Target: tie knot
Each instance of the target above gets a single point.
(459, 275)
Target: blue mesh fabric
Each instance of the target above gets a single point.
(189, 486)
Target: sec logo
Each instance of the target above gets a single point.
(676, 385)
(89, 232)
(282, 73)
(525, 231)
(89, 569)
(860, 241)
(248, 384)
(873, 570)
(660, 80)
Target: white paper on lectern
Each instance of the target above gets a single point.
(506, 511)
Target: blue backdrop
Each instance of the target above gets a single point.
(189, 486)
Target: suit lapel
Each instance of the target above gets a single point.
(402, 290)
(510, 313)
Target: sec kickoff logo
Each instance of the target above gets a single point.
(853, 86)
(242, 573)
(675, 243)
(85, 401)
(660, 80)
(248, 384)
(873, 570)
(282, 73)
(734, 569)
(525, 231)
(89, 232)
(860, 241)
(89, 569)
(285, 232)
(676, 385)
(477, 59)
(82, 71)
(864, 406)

####

▶ **The problem**
The expected answer is an exact copy of the lines beginning at the one with "Target: blue backdrop" and running to the end of the entries above.

▶ **Exercise result**
Target: blue backdrop
Each instance of the target above gets a single point.
(189, 486)
Target: suit lapel
Each instance of the target above gets a single point.
(402, 290)
(510, 313)
Target: sec kickoff logo
Each instance of the target above gets a single point.
(853, 86)
(242, 573)
(675, 243)
(85, 401)
(660, 80)
(248, 384)
(873, 570)
(282, 73)
(734, 569)
(525, 231)
(89, 232)
(860, 241)
(89, 569)
(285, 232)
(676, 385)
(477, 59)
(82, 71)
(864, 406)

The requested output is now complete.